**练习**: 将下方列表的所有行原样复述一遍，输出中省略图片。
--- 待处理列表 ---
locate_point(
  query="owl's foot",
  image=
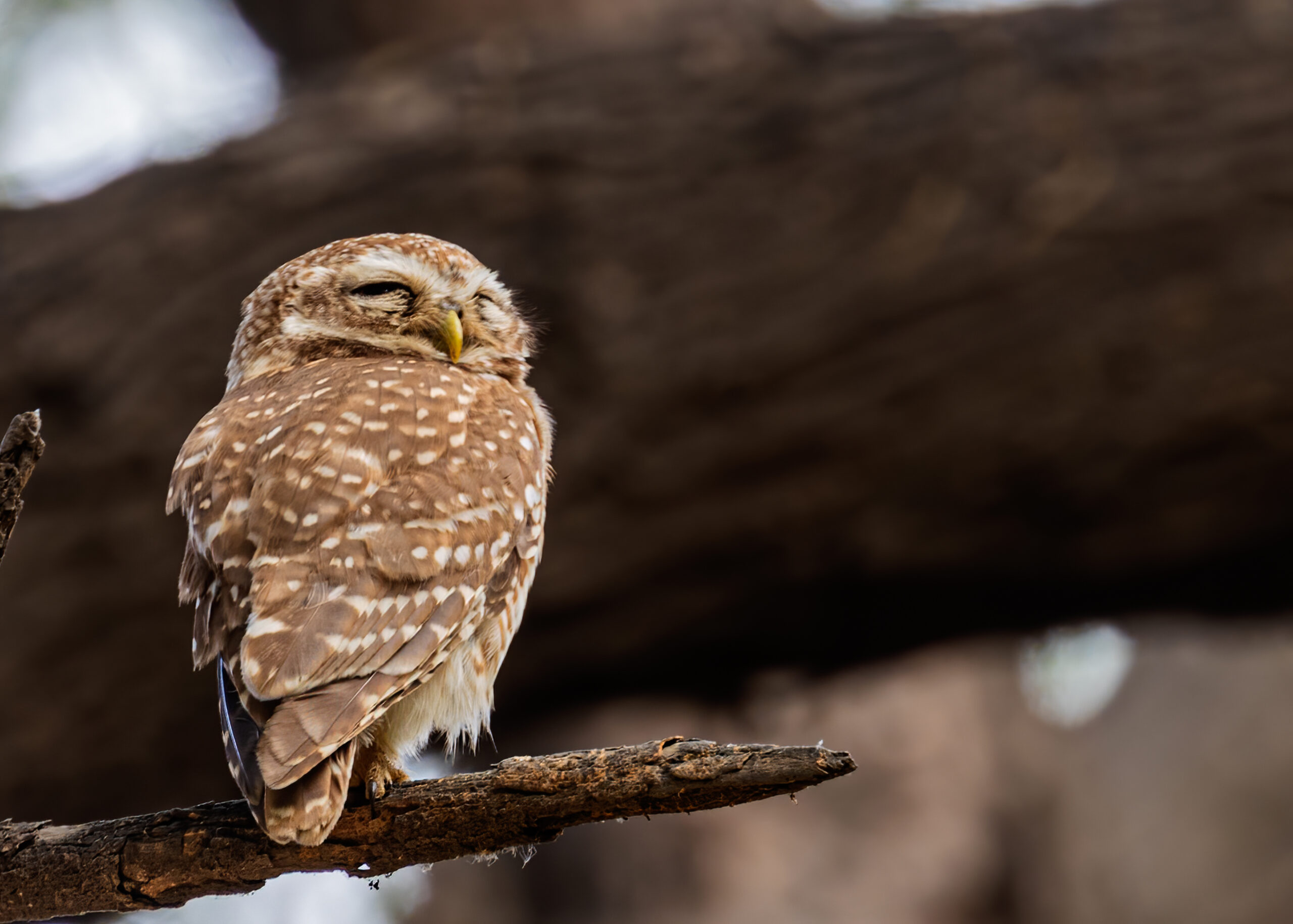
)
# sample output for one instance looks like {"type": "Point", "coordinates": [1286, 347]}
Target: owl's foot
---
**完成结果**:
locate_point(
  query="owl's foot",
  image=
)
# sample output for one instance looks like {"type": "Point", "coordinates": [1286, 347]}
Target: owl's foot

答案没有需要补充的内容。